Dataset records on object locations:
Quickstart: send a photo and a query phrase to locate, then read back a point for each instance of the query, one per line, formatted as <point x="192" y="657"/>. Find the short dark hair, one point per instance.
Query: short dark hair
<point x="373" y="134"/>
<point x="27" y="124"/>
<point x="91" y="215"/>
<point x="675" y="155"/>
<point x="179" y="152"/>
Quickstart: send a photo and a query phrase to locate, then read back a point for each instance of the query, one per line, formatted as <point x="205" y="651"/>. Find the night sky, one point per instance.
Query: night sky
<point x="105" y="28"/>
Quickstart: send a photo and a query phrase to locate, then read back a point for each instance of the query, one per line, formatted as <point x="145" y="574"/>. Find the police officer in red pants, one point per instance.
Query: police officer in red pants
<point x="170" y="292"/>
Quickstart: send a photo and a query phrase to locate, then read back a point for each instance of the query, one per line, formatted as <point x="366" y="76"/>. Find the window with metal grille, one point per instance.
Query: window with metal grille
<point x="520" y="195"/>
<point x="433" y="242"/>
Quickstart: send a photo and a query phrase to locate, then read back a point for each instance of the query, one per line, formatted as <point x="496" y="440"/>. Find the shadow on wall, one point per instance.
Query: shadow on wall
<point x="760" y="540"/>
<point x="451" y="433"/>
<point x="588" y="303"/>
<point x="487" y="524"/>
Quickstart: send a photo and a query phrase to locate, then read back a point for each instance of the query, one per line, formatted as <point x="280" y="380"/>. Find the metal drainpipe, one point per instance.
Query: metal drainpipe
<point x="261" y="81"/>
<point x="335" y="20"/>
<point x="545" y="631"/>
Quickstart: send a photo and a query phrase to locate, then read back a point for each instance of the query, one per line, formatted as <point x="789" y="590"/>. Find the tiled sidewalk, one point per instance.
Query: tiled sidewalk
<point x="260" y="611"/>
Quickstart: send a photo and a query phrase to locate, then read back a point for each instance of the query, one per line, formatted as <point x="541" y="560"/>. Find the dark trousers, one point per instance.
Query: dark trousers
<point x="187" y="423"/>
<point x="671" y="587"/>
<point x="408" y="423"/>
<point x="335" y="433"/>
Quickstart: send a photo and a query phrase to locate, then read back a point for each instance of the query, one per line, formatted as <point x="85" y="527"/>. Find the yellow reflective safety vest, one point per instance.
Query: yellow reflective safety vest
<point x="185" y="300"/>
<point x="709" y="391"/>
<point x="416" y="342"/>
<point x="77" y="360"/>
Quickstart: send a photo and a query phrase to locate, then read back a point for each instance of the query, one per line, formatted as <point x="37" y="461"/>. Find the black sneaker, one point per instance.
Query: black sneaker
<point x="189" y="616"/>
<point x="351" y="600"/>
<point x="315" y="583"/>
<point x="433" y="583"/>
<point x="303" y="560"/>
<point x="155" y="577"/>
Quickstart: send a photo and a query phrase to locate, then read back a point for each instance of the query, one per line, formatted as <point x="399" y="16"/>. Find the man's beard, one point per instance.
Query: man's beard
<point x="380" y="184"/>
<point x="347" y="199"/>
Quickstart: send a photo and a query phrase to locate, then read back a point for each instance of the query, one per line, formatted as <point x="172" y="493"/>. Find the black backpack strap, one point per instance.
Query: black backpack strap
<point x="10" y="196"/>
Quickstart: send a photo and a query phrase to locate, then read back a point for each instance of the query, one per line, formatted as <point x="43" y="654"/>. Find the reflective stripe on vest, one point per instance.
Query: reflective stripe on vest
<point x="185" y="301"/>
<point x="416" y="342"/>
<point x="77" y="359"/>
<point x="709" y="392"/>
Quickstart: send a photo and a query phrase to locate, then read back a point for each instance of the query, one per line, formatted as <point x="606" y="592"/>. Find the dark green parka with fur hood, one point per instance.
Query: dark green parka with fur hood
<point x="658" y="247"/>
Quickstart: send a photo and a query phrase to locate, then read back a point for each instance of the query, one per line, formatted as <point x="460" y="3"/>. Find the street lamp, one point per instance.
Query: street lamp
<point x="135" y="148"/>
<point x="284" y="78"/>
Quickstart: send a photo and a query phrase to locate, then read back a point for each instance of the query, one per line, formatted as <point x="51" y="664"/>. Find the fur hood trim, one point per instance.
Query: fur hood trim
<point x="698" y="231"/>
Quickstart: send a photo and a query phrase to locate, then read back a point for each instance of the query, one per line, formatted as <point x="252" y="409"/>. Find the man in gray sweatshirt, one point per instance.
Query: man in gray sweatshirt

#### WHAT TO WORK ON:
Arrange the lines from the one containing "trim, one point per instance." through the end of the records, inclusive, as a JSON list of strings with one string per line, leaving out any blank lines.

#### RESULT OF THIS TASK:
[
  "Quickstart: send a photo and a query phrase to locate, then read back a point for each instance of the query, one per line, formatted as <point x=\"51\" y=\"664\"/>. Find the fur hood trim, one point per instance.",
  "Query: fur hood trim",
  "<point x=\"698\" y=\"231\"/>",
  "Quickstart: send a photo and a query phrase to locate, then read back a point for each instance of the query, one per line, formatted as <point x=\"252\" y=\"409\"/>. Find the man in gray sweatshirt, one point per instance.",
  "Query: man in gray sweatshirt"
]